ARTICLE →
::::

Dès les années 50, son expertise est cruciale pour les États-Unis. Alors que les Russes gagnent la course à l’espace en 1961 en envoyant Spoutnik en orbite, Bull a un plan : développer la puissance des armes terrestres pour créer des satellites.

Deux ans plus tard, les États-Unis, le Canada et l’université dans laquelle il travaille collaborent et financent une étude des potentiels de l’artillerie à très haute altitude, dont le scientifique estimé fait partie. De ce mariage entre finance et savoir naît Betsy : un gigantesque canon de 36 mètres de long et d’un diamètre de 424 mm, dont l’un des projectiles a atteint la distance record de plus de 150 kilomètres. Ce monstre est un succès et la réputation du scientifique n’est plus à prouver.

Mais en 67, le professionnel de l’ingénierie chute violemment du piédestal sur lequel l’ont placé les forces américaines et canadiennes. La technologie fait un bond en avant et, pour les tirs à longue distance, l’artillerie classique cède le pas aux missiles. Le scientifique est abandonné par l’Amérique et le Canada, à qui il voue ses projets depuis plusieurs années. Vexé et obstiné, il veut à tout prix trouver de nouveaux collaborateurs prêts à croire en lui. Son ego prend le dessus, ses rêves virent à l’obsession, et son regard se porte vers d’autres continents.

Du génie scientifique au marchand d’armes de grande envergure

L’Iran, Taiwan, le Vietnam et Israël deviennent ses nouveaux clients. Tout ce qui compte pour Bull est de continuer à développer ses inventions. Finalement, il signe avec 30 nouveaux Etats pour développer leurs capacités militaires.

En 1976, Gerald Bull traverse l’Atlantique et crée une société à Uccle, commune bruxelloise : Space Research Corporation International. Au sein de cette nouvelle activité, il conceptualise le GC-45 howitzer, arme innovatrice, dangereuse et puissante. Un nouveau client a besoin de lui. Il se tourne vers l’Afrique du Sud.

::::

MATÉRIEL →
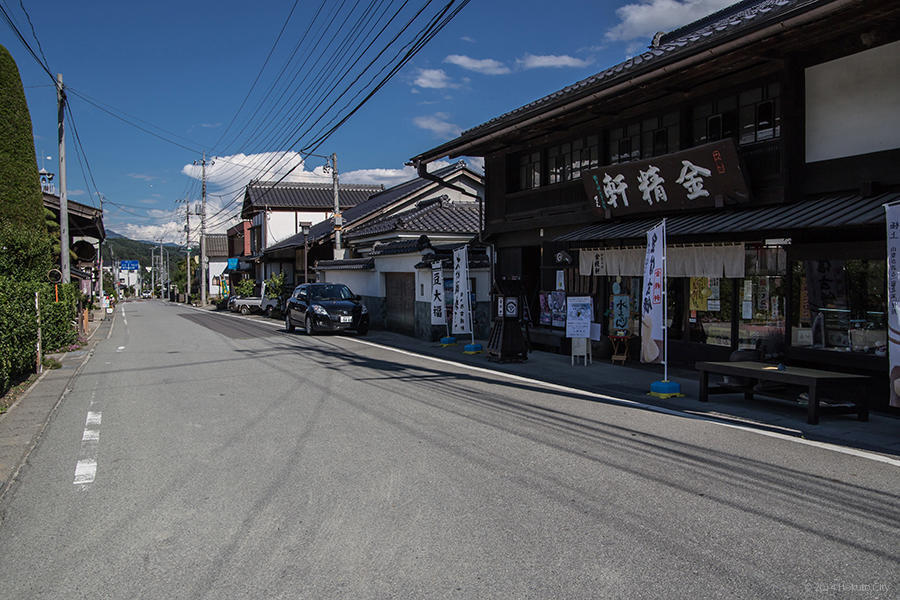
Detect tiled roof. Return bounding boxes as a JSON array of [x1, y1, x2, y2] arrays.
[[206, 233, 229, 256], [372, 235, 431, 256], [347, 196, 486, 239], [277, 161, 481, 248], [241, 181, 384, 217], [414, 0, 827, 156], [555, 191, 900, 242]]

::::

CONSIGNES →
**A.** Pour chaque affirmation, dites si l'article sur Gerald Bull la confirme (oui ou non), et citez mot pour mot le passage qui permet de trancher : (i) Betsy mesure 36 mètres de long ; (ii) Bull crée sa société à Uccle en 1976 ; (iii) Bull signe avec 20 nouveaux États.
**B.** Selon l'article sur Gerald Bull, comment s'appelle la société qu'il fonde à Uccle ?
**C.** Écrivez la suite de l'article sur Gerald Bull, en partant de sa dernière phrase.
Le matériel ne joue aucun rôle ici.

RÉPONSES DANS L'ORDRE →
**A.**
(i) Oui : « un gigantesque canon de 36 mètres de long »
(ii) Oui : « En 1976, Gerald Bull traverse l’Atlantique et crée une société à Uccle »
(iii) Non : « il signe avec 30 nouveaux Etats »

**B.** Space Research Corporation International.

**C.**
Le GC-45 howitzer
Le GC-45 howitzer ©Wikimedia Commons

Entre 1966 et 1988, l’Angola est enlisé dans un conflit avec ses voisins dans le cadre de la guerre froide. L’Afrique du Sud veut y combattre le communisme de l’URSS et, soutenu par les États-Unis, le pays fait appel à Bull et ses compétences. Mais il y a un hic. L’Afrique du Sud est en plein apartheid, et un embargo sur les armes a été instauré pas les Nations Unies à l’encontre de l’État africain. Bull entrave la directive et, pendant près de trois années, y fait exporter des douilles d’obus de son cru. Cet échange est stoppé net quand la CBC, un média canadien, publie une enquête révélant la supercherie. Bull est maintenant dans le collimateur du gouvernement américain et un procès est intenté contre lui. Mais, bien que ce ne soit pas officiellement prouvé, il est fortement soupçonné que la CIA ait soutenu l’inventeur dans ses démarches. Une fois inculpé, les forces américaines auraient retourné leur veste et le scientifique se serait senti, encore une fois, délaissé. Reconnu coupable, Bull est condamné à 6 mois de prison aux États-Unis. Sorti après 4 mois pour bonne conduite, Bull est plus que jamais décidé à changer son fusil d’épaule en ce qui concerne ses collaborateurs.

Pacte avec le diable

Plusieurs années plus tard, en décembre 1987, Bull trouve enfin un soutien à la hauteur de ses volontés : I’Irak. Le scientifique a des idées, le dictateur a des volontés. Un accord est scellé avec Saddam Hussein. En plein conflit avec l’Iran, la priorité de l’Irak est de développer son artillerie. Mais comme pour l’Afrique du Sud, une interdiction est de mise : il est proscrit d’alimenter les deux parties du conflit en armes. Bull n’en a cure et il contourne la loi. Au lieu de fournir directement les armes, il apporte son expertise en ingénierie à l’Irak en développant un nouveau programme de guerre pour le pays.

Les tentatives de conquêtes terrestres ne suffisent pas à Saddam Hussein, qui veut également conquérir l’espace. Bull se sent l’homme de la situation. Le mariage d’ambitions des deux hommes est heureux mais loin d’être prospère.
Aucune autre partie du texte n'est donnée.